# [AIM]
Reproduce the data below exactly, from the line containing "Find the round" through the last line of the data, including both ends.

# [RECORDS TO PROCESS]
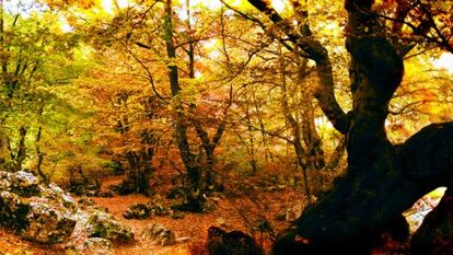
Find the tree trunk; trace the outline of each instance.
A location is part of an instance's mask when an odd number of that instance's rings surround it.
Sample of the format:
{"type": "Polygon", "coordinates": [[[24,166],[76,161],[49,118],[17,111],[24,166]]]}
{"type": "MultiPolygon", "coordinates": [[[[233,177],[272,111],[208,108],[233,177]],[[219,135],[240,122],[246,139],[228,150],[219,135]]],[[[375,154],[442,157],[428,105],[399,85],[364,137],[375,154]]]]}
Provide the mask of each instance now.
{"type": "Polygon", "coordinates": [[[173,111],[175,113],[175,132],[176,142],[179,149],[181,159],[187,170],[187,184],[185,187],[185,201],[184,207],[189,211],[202,210],[202,192],[201,187],[201,167],[196,161],[196,157],[190,152],[190,146],[187,138],[187,127],[185,124],[185,109],[181,98],[181,86],[176,59],[176,48],[173,42],[173,23],[172,23],[172,0],[166,0],[165,4],[165,19],[164,19],[164,37],[166,45],[166,53],[169,57],[169,78],[170,90],[173,97],[173,111]]]}
{"type": "MultiPolygon", "coordinates": [[[[318,102],[334,127],[347,137],[346,176],[317,205],[303,212],[294,228],[279,237],[274,252],[278,255],[370,254],[384,231],[394,228],[396,221],[404,221],[403,211],[433,188],[449,185],[453,123],[430,125],[400,146],[388,141],[385,119],[388,102],[402,81],[403,54],[395,50],[384,34],[385,28],[369,14],[373,1],[347,0],[345,4],[353,98],[352,111],[347,115],[333,96],[332,65],[325,48],[310,36],[295,34],[266,2],[249,2],[316,62],[318,102]]],[[[446,208],[448,202],[446,197],[441,205],[446,208]]],[[[450,217],[445,217],[445,211],[451,213],[450,209],[438,211],[444,215],[442,222],[450,222],[450,217]]],[[[439,222],[430,224],[431,228],[427,223],[427,229],[439,230],[439,222]]],[[[416,237],[428,233],[420,232],[416,237]]],[[[451,230],[443,233],[450,242],[451,230]]],[[[431,245],[432,251],[434,239],[418,243],[431,245]]]]}

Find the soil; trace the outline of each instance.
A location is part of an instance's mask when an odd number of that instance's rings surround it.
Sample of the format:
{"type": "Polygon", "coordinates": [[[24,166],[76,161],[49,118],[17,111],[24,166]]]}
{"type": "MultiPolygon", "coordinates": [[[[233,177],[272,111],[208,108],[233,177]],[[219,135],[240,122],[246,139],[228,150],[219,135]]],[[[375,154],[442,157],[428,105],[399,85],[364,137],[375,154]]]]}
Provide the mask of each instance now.
{"type": "MultiPolygon", "coordinates": [[[[116,183],[107,179],[105,184],[116,183]]],[[[256,229],[259,219],[266,219],[274,228],[274,234],[289,227],[288,221],[278,221],[276,216],[284,213],[289,205],[302,201],[303,195],[295,190],[280,189],[272,193],[256,192],[248,196],[218,199],[218,208],[207,213],[185,213],[184,219],[169,217],[152,217],[146,220],[127,220],[123,212],[133,202],[147,202],[150,198],[142,195],[115,196],[112,198],[93,197],[97,206],[105,207],[116,219],[129,225],[136,233],[131,244],[114,244],[116,255],[204,255],[206,251],[207,230],[211,225],[223,229],[241,230],[255,236],[267,252],[271,246],[272,236],[268,232],[256,229]],[[176,239],[185,242],[171,246],[153,244],[139,235],[149,223],[159,223],[172,229],[176,239]]],[[[170,201],[169,201],[170,202],[170,201]]],[[[299,204],[302,205],[302,204],[299,204]]],[[[0,229],[0,255],[54,255],[67,254],[63,245],[38,245],[21,240],[12,231],[0,229]]]]}

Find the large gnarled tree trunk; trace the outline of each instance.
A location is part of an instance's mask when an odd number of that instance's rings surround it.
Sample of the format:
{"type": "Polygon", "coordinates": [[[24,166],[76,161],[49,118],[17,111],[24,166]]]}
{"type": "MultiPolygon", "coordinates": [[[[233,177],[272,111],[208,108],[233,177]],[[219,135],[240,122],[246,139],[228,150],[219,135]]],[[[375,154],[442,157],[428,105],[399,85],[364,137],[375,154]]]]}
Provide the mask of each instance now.
{"type": "MultiPolygon", "coordinates": [[[[264,1],[249,2],[316,62],[320,86],[315,95],[334,127],[347,137],[346,176],[277,241],[275,254],[369,254],[383,231],[404,220],[403,211],[433,188],[450,184],[453,123],[430,125],[404,144],[388,141],[385,132],[388,102],[400,84],[403,55],[407,50],[397,50],[387,39],[384,27],[372,15],[373,1],[347,0],[345,4],[353,96],[348,114],[342,113],[334,96],[327,50],[313,37],[295,33],[264,1]]],[[[438,215],[450,222],[445,217],[445,208],[451,207],[448,200],[443,199],[443,209],[438,209],[438,215]]],[[[439,230],[442,221],[430,222],[416,234],[418,250],[426,247],[427,254],[433,253],[437,239],[435,234],[427,233],[439,230]]],[[[443,240],[452,241],[452,230],[442,233],[443,240]]]]}

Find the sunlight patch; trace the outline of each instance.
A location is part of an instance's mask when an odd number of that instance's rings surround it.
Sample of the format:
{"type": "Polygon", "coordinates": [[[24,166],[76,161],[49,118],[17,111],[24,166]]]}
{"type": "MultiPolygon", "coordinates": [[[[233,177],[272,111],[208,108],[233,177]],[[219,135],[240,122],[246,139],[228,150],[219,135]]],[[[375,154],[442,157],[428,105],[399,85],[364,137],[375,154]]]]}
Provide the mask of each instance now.
{"type": "Polygon", "coordinates": [[[438,206],[445,190],[445,187],[440,187],[428,193],[403,213],[409,223],[410,233],[414,233],[420,227],[425,217],[438,206]]]}

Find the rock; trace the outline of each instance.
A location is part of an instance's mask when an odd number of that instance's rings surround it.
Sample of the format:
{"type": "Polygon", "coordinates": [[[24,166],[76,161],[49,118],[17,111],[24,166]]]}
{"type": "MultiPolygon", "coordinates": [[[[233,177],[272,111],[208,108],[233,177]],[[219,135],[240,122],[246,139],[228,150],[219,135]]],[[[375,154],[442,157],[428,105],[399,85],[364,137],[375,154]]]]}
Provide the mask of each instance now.
{"type": "Polygon", "coordinates": [[[172,219],[174,220],[179,220],[179,219],[184,219],[186,217],[186,215],[182,211],[175,211],[172,213],[172,219]]]}
{"type": "Polygon", "coordinates": [[[8,192],[12,185],[11,183],[12,173],[0,172],[0,190],[8,192]]]}
{"type": "Polygon", "coordinates": [[[104,255],[113,254],[113,244],[107,239],[91,237],[84,243],[85,251],[88,254],[104,255]]]}
{"type": "Polygon", "coordinates": [[[28,210],[28,202],[21,200],[16,194],[0,192],[0,224],[22,230],[27,225],[28,210]]]}
{"type": "Polygon", "coordinates": [[[31,173],[0,171],[0,225],[12,228],[23,239],[44,244],[67,242],[68,247],[89,251],[83,254],[112,254],[107,242],[133,240],[129,228],[94,207],[91,199],[79,204],[55,184],[40,185],[31,173]]]}
{"type": "Polygon", "coordinates": [[[171,229],[153,223],[147,225],[147,228],[144,228],[144,230],[141,232],[140,236],[142,239],[151,239],[156,244],[164,246],[173,245],[176,243],[175,233],[171,229]]]}
{"type": "Polygon", "coordinates": [[[45,244],[68,241],[76,227],[70,210],[59,205],[51,205],[46,198],[30,202],[26,221],[27,225],[21,231],[21,236],[45,244]]]}
{"type": "Polygon", "coordinates": [[[208,250],[210,255],[264,255],[263,248],[246,233],[210,227],[208,229],[208,250]]]}
{"type": "Polygon", "coordinates": [[[86,207],[91,207],[94,206],[94,201],[93,199],[89,198],[89,197],[82,197],[80,198],[77,204],[81,207],[81,208],[86,208],[86,207]]]}
{"type": "Polygon", "coordinates": [[[127,210],[123,213],[123,217],[130,219],[148,219],[151,216],[152,211],[149,208],[148,204],[132,204],[127,210]]]}
{"type": "Polygon", "coordinates": [[[50,184],[48,187],[39,186],[42,197],[48,198],[53,202],[58,202],[60,206],[66,207],[72,211],[77,210],[77,205],[71,195],[65,193],[60,187],[55,184],[50,184]]]}
{"type": "Polygon", "coordinates": [[[113,242],[127,243],[133,240],[130,228],[123,225],[112,215],[102,211],[93,212],[88,222],[89,237],[103,237],[113,242]]]}
{"type": "Polygon", "coordinates": [[[173,211],[160,202],[149,201],[147,204],[132,204],[124,213],[126,219],[148,219],[151,216],[169,216],[173,211]]]}

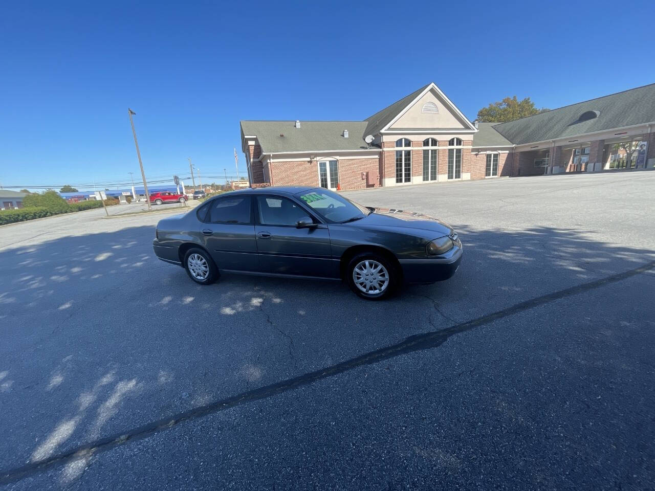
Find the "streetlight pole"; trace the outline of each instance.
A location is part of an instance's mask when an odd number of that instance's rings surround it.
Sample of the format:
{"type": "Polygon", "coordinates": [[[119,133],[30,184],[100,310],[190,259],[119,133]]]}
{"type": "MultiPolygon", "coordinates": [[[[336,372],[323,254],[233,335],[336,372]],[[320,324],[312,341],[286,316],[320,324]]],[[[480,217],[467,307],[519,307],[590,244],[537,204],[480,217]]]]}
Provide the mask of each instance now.
{"type": "Polygon", "coordinates": [[[128,172],[130,174],[130,179],[132,179],[132,197],[136,200],[136,191],[134,190],[134,173],[128,172]]]}
{"type": "Polygon", "coordinates": [[[198,181],[200,183],[200,191],[202,191],[202,179],[200,177],[200,170],[196,167],[196,172],[198,173],[198,181]]]}
{"type": "Polygon", "coordinates": [[[191,165],[191,157],[189,157],[189,168],[191,170],[191,181],[193,181],[193,191],[196,191],[196,179],[193,177],[193,166],[191,165]]]}
{"type": "Polygon", "coordinates": [[[143,164],[141,161],[141,152],[139,151],[139,142],[136,141],[136,131],[134,130],[134,121],[132,118],[133,114],[136,114],[129,107],[127,109],[128,114],[130,115],[130,124],[132,124],[132,134],[134,136],[134,145],[136,146],[136,156],[139,157],[139,166],[141,168],[141,177],[143,179],[143,189],[145,191],[145,201],[148,204],[148,211],[152,211],[152,206],[150,205],[150,193],[148,192],[148,185],[145,182],[145,173],[143,172],[143,164]]]}

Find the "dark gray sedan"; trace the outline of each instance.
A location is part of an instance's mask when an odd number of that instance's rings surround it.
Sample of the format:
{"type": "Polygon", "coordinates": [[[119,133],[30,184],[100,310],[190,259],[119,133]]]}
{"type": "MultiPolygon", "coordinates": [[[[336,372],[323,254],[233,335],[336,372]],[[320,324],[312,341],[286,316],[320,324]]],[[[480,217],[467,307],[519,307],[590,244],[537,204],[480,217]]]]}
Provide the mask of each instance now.
{"type": "Polygon", "coordinates": [[[222,272],[344,279],[371,299],[403,282],[447,280],[462,259],[457,234],[437,219],[362,206],[320,187],[227,192],[160,220],[155,233],[157,257],[202,285],[222,272]]]}

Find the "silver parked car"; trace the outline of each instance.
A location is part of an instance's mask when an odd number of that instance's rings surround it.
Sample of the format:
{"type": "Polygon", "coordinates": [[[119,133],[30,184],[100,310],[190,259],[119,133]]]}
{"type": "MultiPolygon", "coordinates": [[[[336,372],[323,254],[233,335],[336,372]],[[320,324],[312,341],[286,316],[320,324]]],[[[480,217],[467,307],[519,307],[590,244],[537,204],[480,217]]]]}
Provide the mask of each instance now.
{"type": "Polygon", "coordinates": [[[462,259],[453,228],[420,213],[362,206],[323,188],[227,192],[160,220],[153,245],[200,284],[221,272],[345,280],[365,299],[402,283],[452,276],[462,259]]]}

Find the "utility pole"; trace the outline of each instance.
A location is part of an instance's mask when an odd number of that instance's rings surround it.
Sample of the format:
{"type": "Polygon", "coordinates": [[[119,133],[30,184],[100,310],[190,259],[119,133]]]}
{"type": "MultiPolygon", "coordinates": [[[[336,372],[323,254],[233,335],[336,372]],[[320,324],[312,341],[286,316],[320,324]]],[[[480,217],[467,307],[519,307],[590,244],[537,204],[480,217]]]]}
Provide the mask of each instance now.
{"type": "Polygon", "coordinates": [[[239,158],[236,156],[236,149],[234,149],[234,166],[236,167],[236,180],[240,181],[239,179],[239,158]]]}
{"type": "Polygon", "coordinates": [[[193,166],[191,165],[191,157],[189,157],[189,168],[191,170],[191,181],[193,181],[193,191],[196,191],[196,178],[193,177],[193,166]]]}
{"type": "MultiPolygon", "coordinates": [[[[107,196],[106,194],[105,194],[105,196],[107,196]]],[[[105,200],[102,199],[102,191],[100,191],[100,200],[102,200],[102,208],[105,209],[105,213],[107,213],[107,217],[109,216],[109,212],[107,211],[107,204],[105,203],[105,200]]]]}
{"type": "Polygon", "coordinates": [[[139,166],[141,168],[141,177],[143,179],[143,189],[145,191],[145,201],[148,204],[148,211],[152,211],[152,206],[150,205],[150,193],[148,192],[148,185],[145,182],[145,173],[143,172],[143,164],[141,162],[141,152],[139,151],[139,142],[136,141],[136,131],[134,130],[134,121],[132,118],[133,114],[136,114],[129,107],[127,109],[128,114],[130,115],[130,123],[132,124],[132,134],[134,136],[134,145],[136,146],[136,156],[139,157],[139,166]]]}
{"type": "Polygon", "coordinates": [[[132,179],[132,197],[136,200],[136,191],[134,190],[134,173],[128,172],[130,174],[130,179],[132,179]]]}

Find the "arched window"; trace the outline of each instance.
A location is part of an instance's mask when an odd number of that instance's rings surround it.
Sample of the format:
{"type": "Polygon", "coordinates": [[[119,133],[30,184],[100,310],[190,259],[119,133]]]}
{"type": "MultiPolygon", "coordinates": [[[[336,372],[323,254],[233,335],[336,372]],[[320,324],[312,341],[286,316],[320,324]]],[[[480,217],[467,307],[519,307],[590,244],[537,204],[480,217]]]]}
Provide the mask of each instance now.
{"type": "Polygon", "coordinates": [[[434,102],[426,102],[421,109],[421,112],[424,114],[439,114],[439,108],[434,102]]]}
{"type": "Polygon", "coordinates": [[[487,154],[487,168],[485,170],[485,177],[493,177],[498,175],[498,152],[487,154]]]}
{"type": "MultiPolygon", "coordinates": [[[[411,141],[407,138],[401,138],[396,141],[396,147],[404,148],[411,147],[411,141]]],[[[409,183],[411,181],[411,151],[396,151],[396,182],[409,183]]]]}
{"type": "MultiPolygon", "coordinates": [[[[424,147],[436,147],[438,145],[434,138],[426,138],[423,140],[424,147]]],[[[437,180],[437,149],[424,149],[423,150],[423,180],[437,180]]]]}
{"type": "Polygon", "coordinates": [[[318,185],[326,189],[339,187],[339,163],[333,159],[318,161],[318,185]]]}
{"type": "MultiPolygon", "coordinates": [[[[461,147],[462,140],[451,138],[449,147],[461,147]]],[[[448,179],[462,179],[462,149],[448,149],[448,179]]]]}

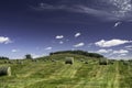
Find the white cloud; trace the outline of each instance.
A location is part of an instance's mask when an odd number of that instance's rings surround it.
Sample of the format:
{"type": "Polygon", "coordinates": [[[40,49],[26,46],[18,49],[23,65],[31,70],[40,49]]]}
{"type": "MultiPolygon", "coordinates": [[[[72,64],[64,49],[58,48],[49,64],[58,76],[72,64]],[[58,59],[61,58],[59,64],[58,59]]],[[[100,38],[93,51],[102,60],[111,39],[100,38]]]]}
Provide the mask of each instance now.
{"type": "Polygon", "coordinates": [[[125,43],[132,43],[132,41],[127,41],[127,40],[110,40],[110,41],[105,41],[101,40],[99,42],[96,42],[95,44],[100,47],[111,47],[111,46],[117,46],[125,43]]]}
{"type": "Polygon", "coordinates": [[[81,35],[81,33],[76,33],[75,34],[75,37],[78,37],[78,36],[80,36],[81,35]]]}
{"type": "Polygon", "coordinates": [[[64,42],[63,42],[63,41],[61,41],[61,42],[59,42],[59,44],[64,44],[64,42]]]}
{"type": "Polygon", "coordinates": [[[57,40],[64,38],[64,35],[57,35],[55,38],[57,40]]]}
{"type": "Polygon", "coordinates": [[[120,56],[125,56],[127,54],[120,54],[120,56]]]}
{"type": "Polygon", "coordinates": [[[51,51],[52,48],[53,48],[53,47],[46,47],[45,50],[46,50],[46,51],[51,51]]]}
{"type": "Polygon", "coordinates": [[[125,48],[132,48],[132,45],[128,45],[128,46],[125,46],[125,48]]]}
{"type": "Polygon", "coordinates": [[[20,50],[12,50],[11,52],[12,53],[16,53],[16,52],[20,52],[20,50]]]}
{"type": "Polygon", "coordinates": [[[31,54],[33,58],[46,56],[46,54],[31,54]]]}
{"type": "Polygon", "coordinates": [[[105,53],[110,53],[110,52],[112,52],[112,50],[99,50],[99,51],[97,51],[97,53],[102,53],[102,54],[105,54],[105,53]]]}
{"type": "Polygon", "coordinates": [[[78,43],[78,44],[74,45],[74,47],[81,47],[84,45],[85,45],[85,43],[78,43]]]}
{"type": "Polygon", "coordinates": [[[119,51],[113,51],[113,54],[128,54],[129,51],[127,50],[119,50],[119,51]]]}
{"type": "Polygon", "coordinates": [[[121,23],[122,23],[122,22],[117,22],[117,23],[114,24],[114,28],[118,26],[118,25],[120,25],[121,23]]]}
{"type": "Polygon", "coordinates": [[[128,45],[124,48],[128,50],[128,51],[132,51],[132,45],[128,45]]]}
{"type": "MultiPolygon", "coordinates": [[[[66,3],[59,4],[48,4],[48,3],[38,3],[36,7],[31,7],[34,10],[65,10],[70,12],[78,12],[78,13],[86,13],[101,20],[108,21],[131,21],[132,20],[132,3],[131,0],[96,0],[99,4],[94,3],[91,7],[84,4],[80,2],[79,4],[67,3],[70,2],[69,0],[65,1],[66,3]],[[105,4],[105,6],[103,6],[105,4]],[[98,7],[95,7],[98,6],[98,7]]],[[[77,1],[78,2],[78,1],[77,1]]]]}
{"type": "Polygon", "coordinates": [[[9,37],[0,36],[0,43],[2,44],[9,44],[11,43],[11,40],[9,37]]]}

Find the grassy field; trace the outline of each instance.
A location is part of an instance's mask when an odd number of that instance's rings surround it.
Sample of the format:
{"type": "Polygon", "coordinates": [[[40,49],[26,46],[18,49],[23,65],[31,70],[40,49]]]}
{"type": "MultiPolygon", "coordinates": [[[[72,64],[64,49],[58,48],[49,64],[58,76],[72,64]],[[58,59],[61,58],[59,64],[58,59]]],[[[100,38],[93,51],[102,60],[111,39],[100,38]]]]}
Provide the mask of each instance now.
{"type": "Polygon", "coordinates": [[[113,65],[99,65],[96,58],[74,55],[74,64],[66,65],[65,56],[73,55],[22,61],[23,64],[0,61],[0,66],[11,66],[12,69],[11,76],[0,77],[0,88],[132,88],[132,63],[124,65],[116,61],[113,65]]]}

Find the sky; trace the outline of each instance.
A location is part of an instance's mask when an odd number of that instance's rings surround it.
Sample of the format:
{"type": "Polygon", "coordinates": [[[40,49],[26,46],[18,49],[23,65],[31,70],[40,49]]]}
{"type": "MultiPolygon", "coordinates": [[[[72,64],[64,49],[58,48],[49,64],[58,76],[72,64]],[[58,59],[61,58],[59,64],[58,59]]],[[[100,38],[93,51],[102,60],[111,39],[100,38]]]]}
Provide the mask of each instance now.
{"type": "Polygon", "coordinates": [[[82,50],[132,58],[131,0],[0,0],[0,56],[82,50]]]}

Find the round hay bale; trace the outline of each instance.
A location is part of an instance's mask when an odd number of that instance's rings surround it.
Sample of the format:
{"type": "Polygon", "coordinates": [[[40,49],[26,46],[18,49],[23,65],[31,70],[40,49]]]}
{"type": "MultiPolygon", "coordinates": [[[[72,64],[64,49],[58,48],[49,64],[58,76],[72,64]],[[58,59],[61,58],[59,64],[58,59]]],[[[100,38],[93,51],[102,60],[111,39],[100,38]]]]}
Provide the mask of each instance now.
{"type": "Polygon", "coordinates": [[[0,76],[11,76],[11,67],[0,67],[0,76]]]}
{"type": "Polygon", "coordinates": [[[66,57],[65,64],[74,64],[74,57],[66,57]]]}

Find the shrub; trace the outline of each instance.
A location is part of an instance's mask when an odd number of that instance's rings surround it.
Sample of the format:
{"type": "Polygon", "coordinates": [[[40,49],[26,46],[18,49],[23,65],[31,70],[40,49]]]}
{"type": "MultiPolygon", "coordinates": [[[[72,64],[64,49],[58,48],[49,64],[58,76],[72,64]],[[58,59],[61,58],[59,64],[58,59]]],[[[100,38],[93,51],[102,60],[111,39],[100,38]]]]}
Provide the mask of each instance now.
{"type": "Polygon", "coordinates": [[[2,66],[0,67],[0,76],[11,76],[11,67],[2,66]]]}
{"type": "Polygon", "coordinates": [[[66,57],[65,64],[74,64],[74,57],[66,57]]]}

# [EXERCISE OUTPUT]
Find the round hay bale; trace the outline of each instance.
A location is part of an instance's mask when an odd number of that instance's rings surround it.
Sample of the format:
{"type": "Polygon", "coordinates": [[[40,49],[26,46],[18,49],[23,65],[31,70],[40,49]]]}
{"type": "MultiPolygon", "coordinates": [[[[72,64],[64,49],[58,48],[49,64],[58,76],[72,64]],[[58,59],[61,58],[59,64],[58,59]]],[[[100,38],[93,51],[102,60],[111,39],[100,38]]]]}
Provide the mask of each instance now.
{"type": "Polygon", "coordinates": [[[0,76],[11,76],[11,67],[0,67],[0,76]]]}
{"type": "Polygon", "coordinates": [[[66,57],[65,64],[74,64],[74,57],[66,57]]]}

Find the shrub; trace the outline of each instance.
A location is part of an instance's mask when an odd number of that instance's rings surround it.
Sample of the format:
{"type": "Polygon", "coordinates": [[[40,49],[26,46],[18,49],[23,65],[31,70],[40,49]]]}
{"type": "MultiPolygon", "coordinates": [[[[72,64],[64,49],[58,48],[49,64],[58,76],[72,64]],[[58,59],[61,58],[59,64],[58,59]]],[[[100,38],[93,51],[102,60],[111,39],[100,38]]]]}
Provide the mask of each instance now.
{"type": "Polygon", "coordinates": [[[2,66],[0,67],[0,76],[11,76],[11,67],[2,66]]]}
{"type": "Polygon", "coordinates": [[[66,57],[65,64],[74,64],[74,57],[66,57]]]}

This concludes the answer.